Set problem: Repeat the following lines verbatim, beginning at the line that contains "of the brown" and stopping after the line that contains "of the polished", with both of those lines included.

Records for processing:
■ ■ ■ ■

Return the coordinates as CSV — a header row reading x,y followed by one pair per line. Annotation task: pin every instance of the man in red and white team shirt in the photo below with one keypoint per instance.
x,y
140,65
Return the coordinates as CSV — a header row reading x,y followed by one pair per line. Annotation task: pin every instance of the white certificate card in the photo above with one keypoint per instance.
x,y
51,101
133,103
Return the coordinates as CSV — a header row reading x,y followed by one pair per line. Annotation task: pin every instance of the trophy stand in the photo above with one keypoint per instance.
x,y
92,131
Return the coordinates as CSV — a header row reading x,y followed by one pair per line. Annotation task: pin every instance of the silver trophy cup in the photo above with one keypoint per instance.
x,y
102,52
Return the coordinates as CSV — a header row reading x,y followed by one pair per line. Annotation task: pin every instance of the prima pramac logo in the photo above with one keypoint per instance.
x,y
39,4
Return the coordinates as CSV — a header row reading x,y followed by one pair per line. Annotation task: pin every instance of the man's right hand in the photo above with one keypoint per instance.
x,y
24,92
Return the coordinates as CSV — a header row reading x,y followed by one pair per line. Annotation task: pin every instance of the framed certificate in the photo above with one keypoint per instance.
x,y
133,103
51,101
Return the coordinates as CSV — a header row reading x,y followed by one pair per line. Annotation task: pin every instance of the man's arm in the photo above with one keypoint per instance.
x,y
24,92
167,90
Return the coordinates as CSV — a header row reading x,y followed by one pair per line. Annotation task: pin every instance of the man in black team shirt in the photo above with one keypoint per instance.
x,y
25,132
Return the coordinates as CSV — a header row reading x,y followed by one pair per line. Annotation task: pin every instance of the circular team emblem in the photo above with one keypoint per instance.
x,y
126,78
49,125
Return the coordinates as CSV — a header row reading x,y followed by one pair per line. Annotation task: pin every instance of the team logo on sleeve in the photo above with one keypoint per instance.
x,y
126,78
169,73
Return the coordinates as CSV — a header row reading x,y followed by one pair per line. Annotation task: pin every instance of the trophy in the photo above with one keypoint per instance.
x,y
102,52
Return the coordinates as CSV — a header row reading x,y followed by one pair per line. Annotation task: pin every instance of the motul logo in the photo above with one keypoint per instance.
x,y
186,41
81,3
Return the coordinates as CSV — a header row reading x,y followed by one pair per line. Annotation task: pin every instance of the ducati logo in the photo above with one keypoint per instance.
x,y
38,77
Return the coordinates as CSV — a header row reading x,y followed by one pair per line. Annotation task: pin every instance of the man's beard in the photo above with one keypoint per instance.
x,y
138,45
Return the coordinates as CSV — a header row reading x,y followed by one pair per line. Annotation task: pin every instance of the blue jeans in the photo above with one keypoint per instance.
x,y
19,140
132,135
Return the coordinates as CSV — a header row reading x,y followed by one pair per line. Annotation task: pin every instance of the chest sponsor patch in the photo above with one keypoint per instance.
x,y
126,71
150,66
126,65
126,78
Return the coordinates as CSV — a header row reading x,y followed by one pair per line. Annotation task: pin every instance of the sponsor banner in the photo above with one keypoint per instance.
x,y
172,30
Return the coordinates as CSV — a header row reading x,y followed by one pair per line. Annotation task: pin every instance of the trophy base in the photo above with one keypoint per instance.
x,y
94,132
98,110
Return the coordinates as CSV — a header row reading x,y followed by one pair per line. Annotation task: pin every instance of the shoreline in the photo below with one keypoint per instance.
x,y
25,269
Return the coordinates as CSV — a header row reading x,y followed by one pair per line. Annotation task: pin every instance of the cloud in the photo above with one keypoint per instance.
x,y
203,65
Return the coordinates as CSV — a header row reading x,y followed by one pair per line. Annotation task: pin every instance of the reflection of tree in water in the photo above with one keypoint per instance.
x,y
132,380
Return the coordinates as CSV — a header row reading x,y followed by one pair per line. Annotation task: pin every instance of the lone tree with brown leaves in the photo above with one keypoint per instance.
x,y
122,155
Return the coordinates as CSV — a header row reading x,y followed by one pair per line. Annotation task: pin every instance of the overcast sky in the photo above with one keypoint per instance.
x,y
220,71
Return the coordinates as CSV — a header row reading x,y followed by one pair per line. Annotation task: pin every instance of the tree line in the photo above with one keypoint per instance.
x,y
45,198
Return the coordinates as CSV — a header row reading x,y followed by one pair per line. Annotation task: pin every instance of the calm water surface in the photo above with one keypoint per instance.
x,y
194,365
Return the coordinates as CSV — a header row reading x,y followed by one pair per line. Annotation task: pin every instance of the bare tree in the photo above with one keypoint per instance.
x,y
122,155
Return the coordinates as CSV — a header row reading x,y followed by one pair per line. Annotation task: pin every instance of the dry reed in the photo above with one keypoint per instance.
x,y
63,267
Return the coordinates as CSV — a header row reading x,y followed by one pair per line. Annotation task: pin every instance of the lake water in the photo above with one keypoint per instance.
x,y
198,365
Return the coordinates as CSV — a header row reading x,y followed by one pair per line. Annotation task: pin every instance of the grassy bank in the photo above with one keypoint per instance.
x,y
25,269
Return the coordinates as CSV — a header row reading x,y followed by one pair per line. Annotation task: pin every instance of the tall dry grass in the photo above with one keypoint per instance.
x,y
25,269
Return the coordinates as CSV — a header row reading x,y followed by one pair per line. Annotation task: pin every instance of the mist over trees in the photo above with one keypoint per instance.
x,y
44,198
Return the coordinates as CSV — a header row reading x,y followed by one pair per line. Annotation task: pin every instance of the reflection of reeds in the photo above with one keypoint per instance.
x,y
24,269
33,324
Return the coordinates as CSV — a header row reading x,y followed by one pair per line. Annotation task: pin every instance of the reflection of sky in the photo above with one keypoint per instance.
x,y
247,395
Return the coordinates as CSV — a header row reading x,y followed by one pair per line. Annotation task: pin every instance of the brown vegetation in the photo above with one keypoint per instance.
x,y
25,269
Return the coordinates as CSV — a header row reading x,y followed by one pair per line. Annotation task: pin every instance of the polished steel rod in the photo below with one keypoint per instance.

■ ■ ■ ■

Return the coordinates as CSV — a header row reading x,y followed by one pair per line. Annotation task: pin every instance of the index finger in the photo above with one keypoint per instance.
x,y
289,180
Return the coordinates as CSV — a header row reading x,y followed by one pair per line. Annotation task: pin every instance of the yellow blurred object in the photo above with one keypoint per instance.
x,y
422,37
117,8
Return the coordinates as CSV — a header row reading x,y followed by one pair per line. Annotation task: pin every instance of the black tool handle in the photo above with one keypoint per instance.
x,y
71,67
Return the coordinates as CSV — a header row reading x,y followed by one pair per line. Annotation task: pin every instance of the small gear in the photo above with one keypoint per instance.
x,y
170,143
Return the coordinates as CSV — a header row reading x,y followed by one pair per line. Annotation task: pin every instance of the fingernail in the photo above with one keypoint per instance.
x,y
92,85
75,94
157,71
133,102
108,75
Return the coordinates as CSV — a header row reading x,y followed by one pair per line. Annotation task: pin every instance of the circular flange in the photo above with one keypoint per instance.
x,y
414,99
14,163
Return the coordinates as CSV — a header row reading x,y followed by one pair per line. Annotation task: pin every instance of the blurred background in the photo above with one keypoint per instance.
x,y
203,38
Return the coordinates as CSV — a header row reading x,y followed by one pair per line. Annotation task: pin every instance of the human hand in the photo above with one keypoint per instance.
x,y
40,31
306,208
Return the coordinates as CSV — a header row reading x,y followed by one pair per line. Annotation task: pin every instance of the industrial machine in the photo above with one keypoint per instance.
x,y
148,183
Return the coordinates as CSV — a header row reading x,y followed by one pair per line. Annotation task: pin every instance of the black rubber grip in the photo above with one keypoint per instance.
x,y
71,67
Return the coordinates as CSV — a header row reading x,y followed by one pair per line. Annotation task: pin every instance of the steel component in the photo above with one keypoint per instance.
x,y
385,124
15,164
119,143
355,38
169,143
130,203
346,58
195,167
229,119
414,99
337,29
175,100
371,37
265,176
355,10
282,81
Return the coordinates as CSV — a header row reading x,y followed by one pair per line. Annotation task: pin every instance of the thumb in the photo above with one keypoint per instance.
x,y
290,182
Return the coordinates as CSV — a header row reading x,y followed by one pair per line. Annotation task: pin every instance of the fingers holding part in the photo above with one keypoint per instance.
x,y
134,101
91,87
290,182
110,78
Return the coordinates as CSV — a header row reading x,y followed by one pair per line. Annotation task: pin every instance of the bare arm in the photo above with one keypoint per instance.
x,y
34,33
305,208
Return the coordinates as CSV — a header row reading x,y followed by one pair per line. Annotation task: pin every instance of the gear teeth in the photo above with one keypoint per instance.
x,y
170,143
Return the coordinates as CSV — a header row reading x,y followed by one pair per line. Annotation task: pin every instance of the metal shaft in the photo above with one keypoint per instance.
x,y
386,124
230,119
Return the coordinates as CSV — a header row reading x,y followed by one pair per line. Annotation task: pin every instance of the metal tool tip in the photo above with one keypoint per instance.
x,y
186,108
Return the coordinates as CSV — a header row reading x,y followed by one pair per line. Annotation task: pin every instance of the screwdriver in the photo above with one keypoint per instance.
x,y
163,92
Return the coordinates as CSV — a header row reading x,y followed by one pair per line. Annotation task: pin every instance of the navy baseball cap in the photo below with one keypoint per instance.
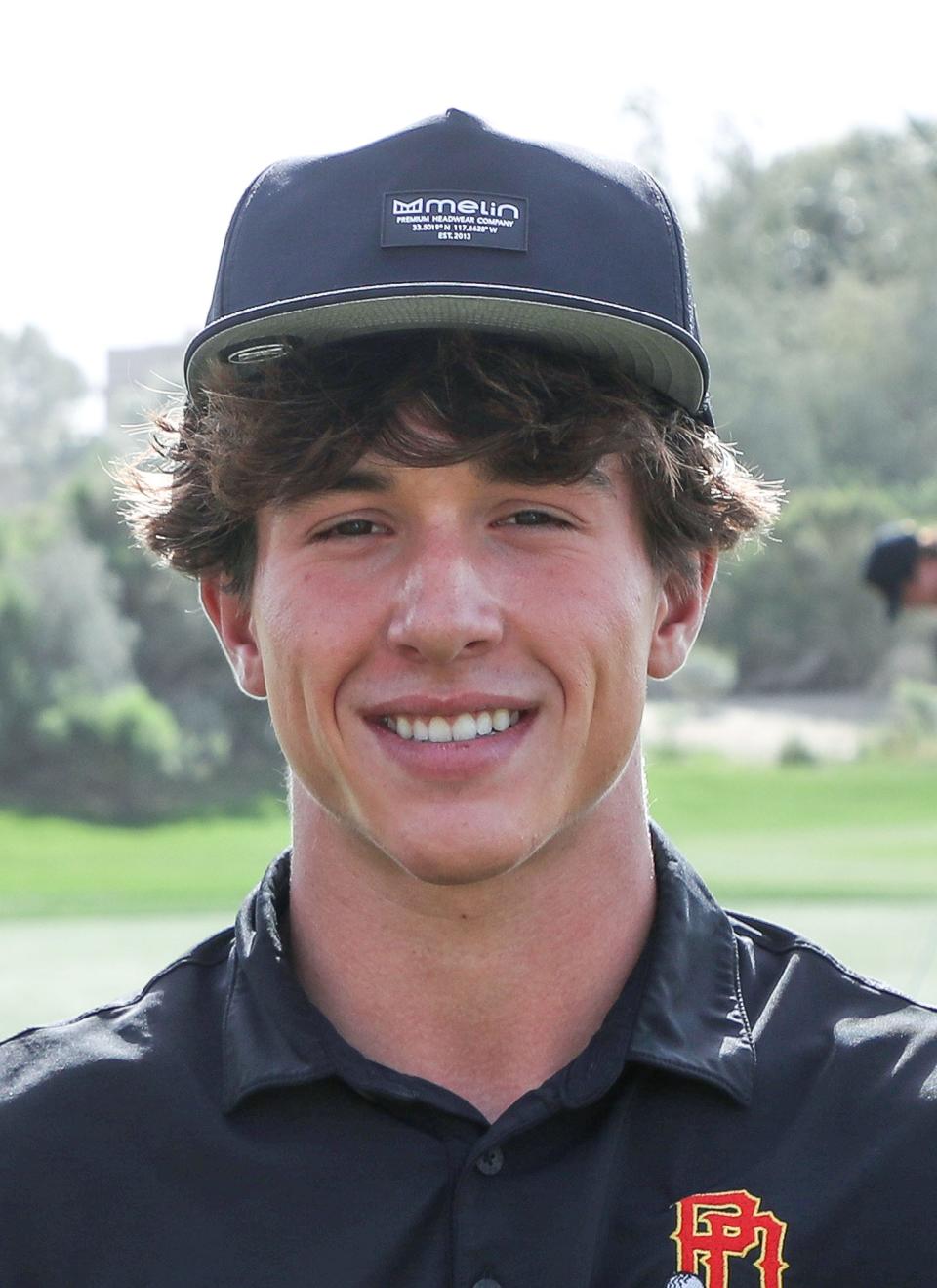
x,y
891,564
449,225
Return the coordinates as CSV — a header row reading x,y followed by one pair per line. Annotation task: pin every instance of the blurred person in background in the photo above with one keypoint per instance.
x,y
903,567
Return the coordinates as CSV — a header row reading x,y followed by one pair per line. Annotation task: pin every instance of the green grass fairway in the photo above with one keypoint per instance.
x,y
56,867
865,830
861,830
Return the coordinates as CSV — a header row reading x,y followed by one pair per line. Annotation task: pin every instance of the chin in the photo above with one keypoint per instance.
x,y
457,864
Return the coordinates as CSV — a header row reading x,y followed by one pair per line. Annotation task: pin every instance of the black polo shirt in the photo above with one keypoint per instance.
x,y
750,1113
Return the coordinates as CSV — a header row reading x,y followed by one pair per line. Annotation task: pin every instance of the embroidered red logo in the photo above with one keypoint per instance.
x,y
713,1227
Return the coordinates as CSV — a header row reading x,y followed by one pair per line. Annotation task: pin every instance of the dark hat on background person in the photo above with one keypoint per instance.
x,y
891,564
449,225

■ ■ ■ ■

Completed exercise:
Return the coordinates as CSV — a header row reading x,y followed by one pair per line. Annotation task: pin every instance of the brown vegetation in the photo above with one keypoint per instance.
x,y
25,269
Return the coordinates as CSV — a header row reading x,y followed by one pair per line. Annotation task: pin every instance of the polished steel rod in the photo below with one keypoint per instance.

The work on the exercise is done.